> [Dataset excerpts]
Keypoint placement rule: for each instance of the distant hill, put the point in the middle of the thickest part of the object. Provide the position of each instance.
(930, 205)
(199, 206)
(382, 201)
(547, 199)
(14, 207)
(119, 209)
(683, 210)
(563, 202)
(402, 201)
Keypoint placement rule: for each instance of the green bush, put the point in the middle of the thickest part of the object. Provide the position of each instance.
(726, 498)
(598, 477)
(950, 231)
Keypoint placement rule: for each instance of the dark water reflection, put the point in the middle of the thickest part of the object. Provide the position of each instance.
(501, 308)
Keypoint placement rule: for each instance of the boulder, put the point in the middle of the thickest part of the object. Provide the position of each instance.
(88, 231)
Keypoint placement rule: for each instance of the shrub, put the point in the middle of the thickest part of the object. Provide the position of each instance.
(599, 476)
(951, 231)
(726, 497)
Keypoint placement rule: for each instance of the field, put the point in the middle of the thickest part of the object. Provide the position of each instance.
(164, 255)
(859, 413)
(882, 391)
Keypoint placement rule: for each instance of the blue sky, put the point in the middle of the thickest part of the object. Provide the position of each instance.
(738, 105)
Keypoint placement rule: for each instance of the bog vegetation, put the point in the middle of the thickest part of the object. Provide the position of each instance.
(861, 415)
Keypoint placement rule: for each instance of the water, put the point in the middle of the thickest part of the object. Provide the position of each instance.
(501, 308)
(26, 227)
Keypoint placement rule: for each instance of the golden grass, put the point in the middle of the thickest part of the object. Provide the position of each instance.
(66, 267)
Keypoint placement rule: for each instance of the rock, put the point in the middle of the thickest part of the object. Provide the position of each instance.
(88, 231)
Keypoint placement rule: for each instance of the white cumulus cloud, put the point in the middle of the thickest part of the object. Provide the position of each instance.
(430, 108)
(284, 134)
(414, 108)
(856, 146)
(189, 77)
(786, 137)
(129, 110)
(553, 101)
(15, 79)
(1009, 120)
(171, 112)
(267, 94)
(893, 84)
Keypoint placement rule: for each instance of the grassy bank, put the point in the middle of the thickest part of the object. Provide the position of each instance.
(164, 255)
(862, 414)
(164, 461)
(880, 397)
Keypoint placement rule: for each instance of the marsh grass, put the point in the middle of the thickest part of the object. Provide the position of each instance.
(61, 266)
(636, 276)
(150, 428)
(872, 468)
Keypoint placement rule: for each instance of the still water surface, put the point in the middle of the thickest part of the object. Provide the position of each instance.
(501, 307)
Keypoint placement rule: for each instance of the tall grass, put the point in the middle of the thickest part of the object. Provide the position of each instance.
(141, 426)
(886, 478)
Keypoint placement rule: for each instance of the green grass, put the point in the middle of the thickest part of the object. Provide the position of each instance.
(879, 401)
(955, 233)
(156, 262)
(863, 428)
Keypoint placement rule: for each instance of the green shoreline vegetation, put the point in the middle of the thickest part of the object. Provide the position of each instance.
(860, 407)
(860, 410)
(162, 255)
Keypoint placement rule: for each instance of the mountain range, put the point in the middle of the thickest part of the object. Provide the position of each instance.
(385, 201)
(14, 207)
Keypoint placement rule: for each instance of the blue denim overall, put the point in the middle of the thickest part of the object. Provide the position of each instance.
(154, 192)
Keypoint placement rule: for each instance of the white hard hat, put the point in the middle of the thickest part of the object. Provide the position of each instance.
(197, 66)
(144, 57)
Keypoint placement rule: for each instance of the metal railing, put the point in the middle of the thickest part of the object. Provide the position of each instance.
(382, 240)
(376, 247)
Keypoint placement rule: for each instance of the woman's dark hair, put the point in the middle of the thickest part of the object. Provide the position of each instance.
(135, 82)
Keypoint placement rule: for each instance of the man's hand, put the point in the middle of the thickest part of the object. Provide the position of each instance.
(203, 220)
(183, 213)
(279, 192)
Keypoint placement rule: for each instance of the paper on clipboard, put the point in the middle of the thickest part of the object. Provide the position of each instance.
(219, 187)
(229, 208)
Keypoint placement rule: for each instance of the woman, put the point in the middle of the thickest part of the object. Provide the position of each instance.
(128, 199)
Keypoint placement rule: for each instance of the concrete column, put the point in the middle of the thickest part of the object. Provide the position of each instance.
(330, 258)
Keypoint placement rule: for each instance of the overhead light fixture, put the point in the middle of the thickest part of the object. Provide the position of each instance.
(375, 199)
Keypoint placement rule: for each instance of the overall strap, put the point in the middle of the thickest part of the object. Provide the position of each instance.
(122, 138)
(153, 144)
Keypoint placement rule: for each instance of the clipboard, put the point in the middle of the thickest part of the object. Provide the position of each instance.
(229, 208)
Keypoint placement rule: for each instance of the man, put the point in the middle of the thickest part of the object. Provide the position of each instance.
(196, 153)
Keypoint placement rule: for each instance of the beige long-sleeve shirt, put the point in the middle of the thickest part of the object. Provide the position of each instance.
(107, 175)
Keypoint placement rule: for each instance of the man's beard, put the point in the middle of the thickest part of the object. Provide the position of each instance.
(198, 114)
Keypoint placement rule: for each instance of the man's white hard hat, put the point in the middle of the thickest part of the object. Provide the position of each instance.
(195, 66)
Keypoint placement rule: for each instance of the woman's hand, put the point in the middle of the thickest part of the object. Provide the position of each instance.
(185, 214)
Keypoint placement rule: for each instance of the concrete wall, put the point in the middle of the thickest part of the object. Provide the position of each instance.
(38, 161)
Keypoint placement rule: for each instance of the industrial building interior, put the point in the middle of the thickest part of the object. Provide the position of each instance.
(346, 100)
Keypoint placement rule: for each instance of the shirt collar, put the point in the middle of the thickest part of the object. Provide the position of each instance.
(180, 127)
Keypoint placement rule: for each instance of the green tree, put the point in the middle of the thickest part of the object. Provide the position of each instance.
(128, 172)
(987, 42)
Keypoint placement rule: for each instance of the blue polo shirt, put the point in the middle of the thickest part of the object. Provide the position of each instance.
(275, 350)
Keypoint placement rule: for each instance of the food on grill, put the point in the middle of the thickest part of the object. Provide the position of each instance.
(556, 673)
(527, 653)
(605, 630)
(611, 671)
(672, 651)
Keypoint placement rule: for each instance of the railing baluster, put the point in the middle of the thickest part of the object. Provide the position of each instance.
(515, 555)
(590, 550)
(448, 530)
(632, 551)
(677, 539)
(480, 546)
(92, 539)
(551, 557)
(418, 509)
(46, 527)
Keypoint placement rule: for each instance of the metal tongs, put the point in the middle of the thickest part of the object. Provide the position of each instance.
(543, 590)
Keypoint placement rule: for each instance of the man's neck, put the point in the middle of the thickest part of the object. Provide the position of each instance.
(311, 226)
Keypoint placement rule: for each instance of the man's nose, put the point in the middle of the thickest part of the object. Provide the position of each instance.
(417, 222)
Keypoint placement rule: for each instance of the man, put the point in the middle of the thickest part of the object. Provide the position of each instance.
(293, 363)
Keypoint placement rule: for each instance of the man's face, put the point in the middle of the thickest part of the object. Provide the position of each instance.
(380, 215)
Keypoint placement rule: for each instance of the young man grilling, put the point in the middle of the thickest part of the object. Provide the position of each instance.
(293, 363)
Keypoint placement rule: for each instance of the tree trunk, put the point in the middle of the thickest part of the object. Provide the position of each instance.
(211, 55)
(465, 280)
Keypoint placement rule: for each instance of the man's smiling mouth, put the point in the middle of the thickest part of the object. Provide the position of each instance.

> [Task objective]
Reproduce every line above word for word, from the first to the last.

> [Result of this task]
Keypoint placement rule: for each instance of the distant hill, put the point in the middle of the thickest part of the object. Provide the position of each instance.
(930, 205)
(199, 206)
(382, 201)
(547, 199)
(14, 207)
(119, 209)
(683, 210)
(563, 202)
(402, 201)
Keypoint placement rule: for each instance of the green bush, put the point in the middle of the thickest part of the object. Provide the position of each instance.
(726, 498)
(598, 477)
(950, 231)
Keypoint placement rule: for each instance of the dark water reflection, put the point in the middle of the thickest part of the object. Provide the position of each instance.
(501, 308)
Keypoint placement rule: for each instance of the boulder, put the point in the middle of the thickest part of the object. Provide the position of each instance.
(88, 231)
Keypoint placement rule: for each instance of the shrub, put the point in the middle of the thickest part of the object. Provide the position of each instance.
(599, 476)
(951, 231)
(726, 497)
Keypoint placement rule: for each instance of the field, put the point in the middle of the thickest part of the object. Provide the position of each instance.
(164, 255)
(859, 413)
(882, 391)
Keypoint placement rule: for each instance of the blue sky, put the point in the middle of the thickest part of the object. Provide the position of each instance.
(738, 105)
Keypoint placement rule: for each instance of the bog vegetation, put the point in the middle of the thickest part of the object. Provide the position of each instance.
(861, 415)
Keypoint placement rule: for each instance of the water, put the point in the middle of the thickest part of the object. Provide the position of each instance.
(501, 308)
(26, 227)
Keypoint placement rule: for each instance of the golden grass, put the point in the middle of the thickest part of the object. Provide the position of each instance.
(66, 267)
Keypoint placement rule: for each instance of the rock, put the point in the middle of the thickest part of the object. Provide the position of each instance.
(88, 231)
Keypoint placement rule: for each instance of the white cumulus cloud, put the point in the middle of the thickest part of the object. Provide the position of each instance.
(430, 108)
(284, 134)
(414, 108)
(856, 146)
(189, 77)
(786, 137)
(129, 110)
(553, 101)
(15, 79)
(1009, 120)
(171, 112)
(267, 94)
(893, 84)
Keypoint placement rule: for each instance of the grassy bank, put the point in the middle of the thickest part of the object. Provide the position of each instance.
(164, 255)
(862, 414)
(164, 461)
(880, 397)
Keypoint placement rule: for each instance of the marsh grass, put the point in the middle of the thickest part of the object. Provide the position of each instance.
(61, 266)
(636, 276)
(150, 428)
(872, 468)
Keypoint placement rule: for each instance of the still water surface, put the point in the middle of the thickest part of the object. Provide the position of each instance.
(501, 307)
Keypoint placement rule: for each instance of the tall grass, put the point in the middle of the thickest part of the object. Provide the position of each instance.
(141, 426)
(886, 478)
Keypoint placement rule: for each instance of the green grass, put the point in the middle of the thickest part of the object. Provide the position of each instance.
(879, 401)
(955, 233)
(156, 262)
(863, 428)
Keypoint placement rule: for each instance of the green shoreline vegetation, put the point in the middle of the thickest part of the object. Provide the position of each instance.
(860, 407)
(860, 410)
(162, 255)
Keypoint placement rule: for each instance of the mountain range, put the point in the middle of the thickest part of the object. Provide the position of each instance.
(385, 201)
(14, 207)
Keypoint placement rule: for each instance of the blue denim overall, put the point in the middle of the thickest part of the object. Provide the position of each instance.
(154, 192)
Keypoint placement rule: for each instance of the white hard hat, put the point in the middle of the thickest part of the object. Provide the position of each instance.
(197, 66)
(144, 57)
Keypoint placement rule: for each instance of the metal railing, put the point in the middle of the thickest part of the object. Provide the position of each instance.
(382, 240)
(376, 247)
Keypoint placement rule: for each instance of the woman's dark hair, put the point in the middle of the thickest part of the object. Provide the position of each instance.
(135, 82)
Keypoint placement rule: for each instance of the man's hand, put the point in the middle of the thickest part of the object. Provide the position of each instance.
(203, 220)
(183, 213)
(279, 192)
Keypoint placement rule: for each instance of the paper on clipboard, put the point in the middle of the thickest part of the object. Provide the position of each instance.
(219, 187)
(229, 208)
Keypoint placement rule: for each instance of the woman, put the point in the middle of the thickest part of the object. Provide the position of each instance.
(128, 199)
Keypoint placement rule: for each instance of the concrete column, put the point in the middle of the thickest part of the object. Provide the position of each instance.
(330, 258)
Keypoint placement rule: for each instance of the overhead light fixture, put the point in the middle of the thickest part of the object. Provide the position of each instance.
(375, 199)
Keypoint placement rule: for each instance of the overall strap, put the point in the middle of the thickest part of the object. Provide the position of each instance.
(122, 138)
(153, 144)
Keypoint placement rule: for each instance of the clipboard, put the point in the middle of the thickest part of the object. Provide the position of each instance.
(229, 208)
Keypoint placement rule: for each instance of the man, put the point in the middle of the thickest part of the object. Provide the position of each instance.
(196, 153)
Keypoint placement rule: for each instance of the beige long-sleeve shirt, put the point in the middle of the thickest part of the object. Provide the position of each instance.
(107, 175)
Keypoint placement rule: for each instance of the man's beard, put the point in the middle of the thickest part of the object. Provide the position of each instance.
(198, 114)
Keypoint placement rule: for each instance of the man's white hard hat, put the point in the middle of the thickest part of the object. Provide the position of each instance.
(195, 66)
Keypoint placement rule: for each instance of the woman's hand, put the point in the middle of the thickest part of the object. Provide the position of each instance.
(185, 214)
Keypoint placement rule: for each instance of the concrete wall, put the point in the middle of the thickest part of the object. Provide the position of each instance.
(38, 161)
Keypoint placement rule: for each instance of the industrial building interior, put the point in the middle of the thickest part of the object. Provide the position of each instance.
(346, 100)
Keypoint placement rule: for each instance of the shirt collar, put the point in the middle of the thickest part of the object. Provide the position of each instance.
(180, 127)
Keypoint placement rule: for each instance of the green tree, put the point in the middle of the thickest part of the object. Provide the position of each instance.
(128, 172)
(987, 42)
Keypoint placement rule: for each instance of the blue polo shirt, put the point in the middle of the thickest part of the object. Provide the position of each instance.
(275, 350)
Keypoint placement rule: for each instance of the food on grill, put the point in the middle of the thickest part of the object. Provide the position of each instance.
(556, 673)
(527, 653)
(605, 630)
(611, 671)
(672, 651)
Keypoint placement rule: for each instance of the railing baluster, put the point in the middle of the thickest part of the object. Provide the position of each instance.
(515, 555)
(590, 550)
(448, 530)
(632, 551)
(677, 539)
(480, 546)
(92, 539)
(551, 557)
(418, 509)
(46, 527)
Keypoint placement rule: for each instance of the metal tongs, put the point in the middle of the thickest part of the object. Provide the position of each instance.
(543, 590)
Keypoint placement rule: for each instance of the man's neck, put the point in the middle of the thickest part of the object. Provide the position of each instance.
(311, 226)
Keypoint placement rule: for each instance of the man's nose, put the point in the middle of the thickest part of the object. Provide the position of each instance.
(417, 222)
Keypoint placement rule: for each instance of the man, put the point in the middle of the thickest part of the object. Provide the position of each instance.
(293, 363)
Keypoint placement rule: for each instance of the man's face, put the point in the middle of the thickest part of the object. Provide the position of each instance.
(380, 215)
Keypoint placement rule: for each instance of the young man grilling, put the point in the middle of the thickest part of the object. Provide the position of each instance.
(293, 363)
Keypoint placement rule: for each instance of the tree trunk, put the point in the middle of the thickest part of the object. Provide the position of each instance.
(211, 55)
(465, 280)
Keypoint placement rule: for each instance of the man's smiling mouth, put the point in the middle of the thickest part of the object. Provide the position of each instance.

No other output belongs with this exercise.